● PROMPT: Write out every line of the entries again with "instance" replaced by "occurrence" and everything else unchanged. Leave the pictures out.

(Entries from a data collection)
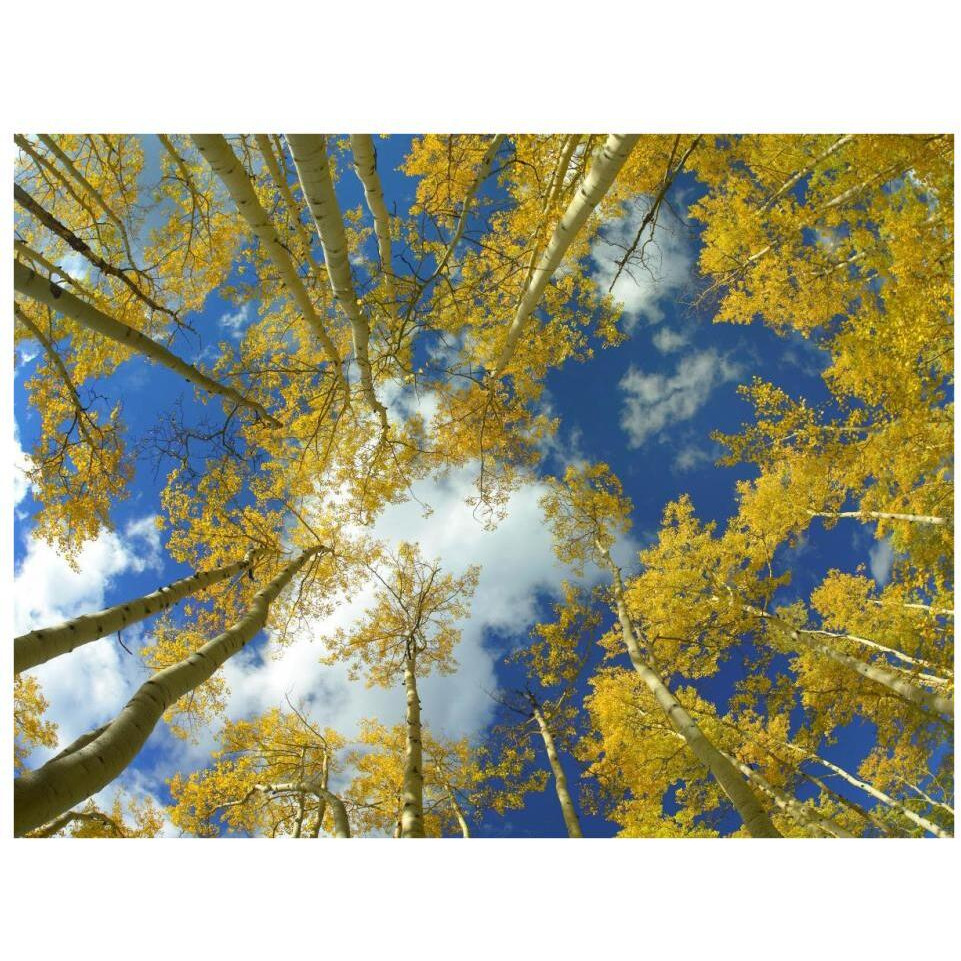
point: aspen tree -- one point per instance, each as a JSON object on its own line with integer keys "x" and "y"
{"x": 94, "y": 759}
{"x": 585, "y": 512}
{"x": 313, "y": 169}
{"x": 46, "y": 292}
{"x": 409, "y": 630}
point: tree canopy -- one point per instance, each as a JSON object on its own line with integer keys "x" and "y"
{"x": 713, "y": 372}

● THE SOLUTION:
point: aspen tree -- one point per occurrence, each as a JSON object on its own line with integer keys "x" and "y"
{"x": 94, "y": 759}
{"x": 585, "y": 512}
{"x": 313, "y": 169}
{"x": 46, "y": 292}
{"x": 409, "y": 630}
point: tree canopy -- one point per occurrence, each as a JSON object on its own line with integer keys "x" and "y"
{"x": 713, "y": 372}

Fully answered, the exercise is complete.